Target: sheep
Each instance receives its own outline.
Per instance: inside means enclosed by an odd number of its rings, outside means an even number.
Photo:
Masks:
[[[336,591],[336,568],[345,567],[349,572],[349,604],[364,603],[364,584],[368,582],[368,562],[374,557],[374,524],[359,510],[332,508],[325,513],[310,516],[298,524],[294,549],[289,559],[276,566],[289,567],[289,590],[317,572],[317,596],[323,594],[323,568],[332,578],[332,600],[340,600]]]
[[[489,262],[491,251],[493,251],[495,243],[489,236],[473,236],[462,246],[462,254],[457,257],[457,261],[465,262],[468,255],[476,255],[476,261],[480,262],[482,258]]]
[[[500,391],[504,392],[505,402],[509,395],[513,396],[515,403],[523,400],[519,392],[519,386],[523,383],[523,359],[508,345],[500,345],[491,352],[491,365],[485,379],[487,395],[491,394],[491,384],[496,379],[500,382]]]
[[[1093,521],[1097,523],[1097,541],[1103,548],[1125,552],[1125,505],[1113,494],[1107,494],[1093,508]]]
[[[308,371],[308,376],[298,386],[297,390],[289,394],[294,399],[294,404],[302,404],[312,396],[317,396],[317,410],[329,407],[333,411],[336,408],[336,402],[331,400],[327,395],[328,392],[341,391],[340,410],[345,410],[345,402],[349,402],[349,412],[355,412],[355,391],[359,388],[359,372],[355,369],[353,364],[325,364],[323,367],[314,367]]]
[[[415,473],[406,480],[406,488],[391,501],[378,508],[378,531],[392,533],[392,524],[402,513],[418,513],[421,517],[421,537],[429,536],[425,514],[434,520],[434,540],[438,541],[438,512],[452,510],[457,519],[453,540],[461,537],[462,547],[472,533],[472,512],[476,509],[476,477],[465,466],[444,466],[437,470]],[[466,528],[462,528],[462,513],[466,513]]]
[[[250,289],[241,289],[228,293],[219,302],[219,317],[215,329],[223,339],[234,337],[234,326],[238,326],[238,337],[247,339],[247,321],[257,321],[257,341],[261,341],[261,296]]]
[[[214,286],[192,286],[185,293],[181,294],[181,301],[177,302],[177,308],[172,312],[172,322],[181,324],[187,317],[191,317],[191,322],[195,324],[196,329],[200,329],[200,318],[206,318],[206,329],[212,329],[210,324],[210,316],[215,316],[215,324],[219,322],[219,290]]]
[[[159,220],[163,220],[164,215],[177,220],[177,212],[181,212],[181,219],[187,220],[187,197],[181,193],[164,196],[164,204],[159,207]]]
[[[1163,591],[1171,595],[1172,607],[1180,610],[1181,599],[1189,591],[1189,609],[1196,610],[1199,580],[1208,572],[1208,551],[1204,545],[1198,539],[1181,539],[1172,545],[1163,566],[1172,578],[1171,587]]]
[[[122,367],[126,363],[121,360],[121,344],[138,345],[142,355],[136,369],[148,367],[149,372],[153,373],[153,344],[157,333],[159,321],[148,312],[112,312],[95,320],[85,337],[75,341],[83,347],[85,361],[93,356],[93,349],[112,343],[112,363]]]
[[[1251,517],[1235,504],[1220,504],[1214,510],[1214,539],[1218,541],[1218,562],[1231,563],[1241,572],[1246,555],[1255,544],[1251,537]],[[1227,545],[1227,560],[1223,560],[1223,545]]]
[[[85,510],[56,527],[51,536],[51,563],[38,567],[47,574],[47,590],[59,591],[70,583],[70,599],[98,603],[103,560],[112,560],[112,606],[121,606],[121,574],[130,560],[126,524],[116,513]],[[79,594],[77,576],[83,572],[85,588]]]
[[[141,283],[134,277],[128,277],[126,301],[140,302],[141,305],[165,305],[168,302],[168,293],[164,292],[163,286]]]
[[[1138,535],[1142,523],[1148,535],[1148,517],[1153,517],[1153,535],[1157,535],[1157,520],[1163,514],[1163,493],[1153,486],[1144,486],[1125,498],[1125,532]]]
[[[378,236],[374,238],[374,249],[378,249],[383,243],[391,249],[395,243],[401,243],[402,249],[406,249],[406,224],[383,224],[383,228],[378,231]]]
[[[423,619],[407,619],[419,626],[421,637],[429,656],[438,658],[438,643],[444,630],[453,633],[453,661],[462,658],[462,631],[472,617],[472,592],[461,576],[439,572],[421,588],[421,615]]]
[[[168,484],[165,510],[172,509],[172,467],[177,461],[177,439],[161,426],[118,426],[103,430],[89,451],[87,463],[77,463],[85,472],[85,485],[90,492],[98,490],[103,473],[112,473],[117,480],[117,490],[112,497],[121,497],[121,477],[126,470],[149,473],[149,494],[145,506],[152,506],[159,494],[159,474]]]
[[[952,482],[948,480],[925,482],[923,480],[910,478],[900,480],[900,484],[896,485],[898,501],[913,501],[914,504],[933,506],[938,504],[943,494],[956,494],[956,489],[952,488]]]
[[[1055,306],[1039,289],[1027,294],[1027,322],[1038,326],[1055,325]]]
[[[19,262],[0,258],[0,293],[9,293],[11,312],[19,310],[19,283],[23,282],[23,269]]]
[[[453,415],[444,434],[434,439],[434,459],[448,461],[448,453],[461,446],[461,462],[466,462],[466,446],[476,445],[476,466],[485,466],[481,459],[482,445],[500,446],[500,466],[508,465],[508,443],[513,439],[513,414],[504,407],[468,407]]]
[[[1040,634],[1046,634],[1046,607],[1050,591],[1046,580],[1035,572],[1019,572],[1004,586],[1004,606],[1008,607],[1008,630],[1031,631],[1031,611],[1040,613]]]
# # # # # # #
Restate every line of the data word for word.

_ANSWER BELOW:_
Target: sheep
Each instance receives its own outline.
Per instance: inside means enclosed by an odd number of its rings, outside means an even number.
Photo:
Masks:
[[[336,591],[336,568],[345,567],[349,572],[349,604],[364,603],[364,584],[368,582],[368,562],[374,557],[374,524],[359,510],[332,508],[325,513],[310,516],[298,524],[294,549],[289,559],[276,566],[289,567],[289,590],[317,572],[317,596],[323,594],[323,568],[332,578],[332,600],[340,600]]]
[[[489,262],[491,251],[493,251],[495,243],[489,236],[473,236],[462,246],[462,254],[457,257],[457,261],[465,262],[468,255],[476,255],[476,261],[480,262],[482,258]]]
[[[500,391],[504,392],[505,402],[509,395],[513,396],[515,403],[523,400],[519,392],[519,386],[523,383],[523,359],[508,345],[500,345],[491,352],[491,365],[485,379],[487,395],[491,394],[491,384],[496,379],[500,382]]]
[[[1093,521],[1097,523],[1097,541],[1103,548],[1125,552],[1125,505],[1113,494],[1107,494],[1093,508]]]
[[[308,371],[308,376],[298,386],[297,390],[289,394],[294,399],[294,404],[302,404],[312,396],[317,396],[317,410],[329,407],[333,411],[336,408],[336,402],[331,400],[327,395],[328,392],[341,391],[340,410],[345,410],[345,402],[349,402],[349,412],[355,412],[355,391],[359,388],[359,372],[355,369],[353,364],[325,364],[323,367],[314,367]]]
[[[415,473],[406,480],[406,488],[391,501],[378,508],[378,531],[392,533],[392,524],[402,513],[418,513],[421,517],[421,537],[429,536],[425,514],[434,520],[434,540],[438,541],[438,512],[452,510],[457,519],[453,540],[461,537],[462,547],[472,533],[472,512],[476,509],[476,477],[465,466],[444,466],[437,470]],[[466,528],[462,528],[462,513],[466,513]]]
[[[250,289],[241,289],[228,293],[219,302],[219,317],[215,329],[223,339],[234,337],[234,326],[238,326],[238,337],[247,339],[247,321],[257,321],[257,341],[261,341],[261,296]]]
[[[214,286],[192,286],[185,293],[181,294],[181,301],[177,302],[177,308],[172,312],[172,322],[181,324],[187,317],[191,317],[191,322],[195,324],[196,329],[200,329],[200,318],[206,318],[206,329],[212,329],[210,324],[210,316],[215,316],[215,324],[219,322],[219,290]]]
[[[159,220],[163,220],[164,215],[177,220],[177,212],[181,212],[181,219],[187,220],[187,197],[181,193],[164,196],[164,204],[159,207]]]
[[[1163,591],[1171,595],[1172,607],[1180,610],[1181,599],[1189,591],[1189,609],[1196,610],[1199,580],[1208,572],[1208,551],[1204,545],[1198,539],[1181,539],[1172,545],[1163,566],[1172,578],[1171,587]]]
[[[122,367],[126,363],[121,360],[121,344],[138,345],[142,355],[136,369],[148,367],[149,372],[153,373],[153,344],[157,333],[159,321],[148,312],[112,312],[95,320],[85,337],[75,341],[83,347],[85,361],[93,356],[93,349],[112,343],[112,363]]]
[[[1251,517],[1235,504],[1220,504],[1214,510],[1214,539],[1218,541],[1218,562],[1231,563],[1241,572],[1246,555],[1255,544],[1251,537]],[[1227,545],[1227,560],[1223,560],[1223,545]]]
[[[85,510],[56,527],[51,536],[51,563],[38,567],[47,574],[47,590],[59,591],[70,583],[70,599],[98,603],[103,560],[112,560],[112,606],[121,606],[121,574],[130,560],[126,524],[116,513]],[[79,594],[77,576],[83,572],[85,588]]]
[[[141,283],[134,277],[128,277],[126,301],[140,302],[141,305],[165,305],[168,302],[168,293],[164,292],[163,286]]]
[[[1138,535],[1142,523],[1148,535],[1148,517],[1153,517],[1153,535],[1157,535],[1157,520],[1163,514],[1163,493],[1153,486],[1144,486],[1125,498],[1125,532]]]
[[[378,236],[374,238],[374,249],[378,249],[383,243],[391,249],[395,243],[401,243],[402,249],[406,249],[406,224],[383,224],[383,228],[378,231]]]
[[[423,619],[407,619],[419,626],[421,637],[429,656],[438,658],[438,643],[444,630],[453,633],[453,661],[462,658],[462,631],[472,617],[472,592],[461,576],[439,572],[421,588],[421,615]]]
[[[168,484],[165,510],[172,509],[172,467],[177,461],[177,439],[161,426],[118,426],[103,430],[89,451],[87,463],[77,463],[85,472],[85,485],[90,492],[98,490],[103,473],[112,473],[117,480],[117,490],[112,497],[121,497],[121,477],[126,470],[149,473],[149,494],[145,506],[152,506],[159,494],[159,474]]]
[[[952,482],[948,480],[925,482],[923,480],[910,478],[900,480],[900,484],[896,485],[898,501],[913,501],[914,504],[933,506],[938,504],[943,494],[956,494],[956,489],[952,488]]]
[[[1055,306],[1039,289],[1027,294],[1027,322],[1038,326],[1055,325]]]
[[[19,262],[0,258],[0,293],[9,293],[11,312],[19,310],[19,283],[23,282],[23,269]]]
[[[453,415],[444,434],[434,439],[434,459],[448,461],[448,453],[461,446],[461,462],[466,462],[466,446],[476,445],[476,466],[485,466],[481,459],[482,445],[500,446],[500,466],[508,465],[508,443],[513,439],[513,414],[504,407],[468,407]]]
[[[1040,634],[1046,634],[1046,607],[1050,591],[1046,580],[1035,572],[1019,572],[1004,586],[1004,606],[1008,607],[1008,630],[1031,631],[1031,611],[1040,613]]]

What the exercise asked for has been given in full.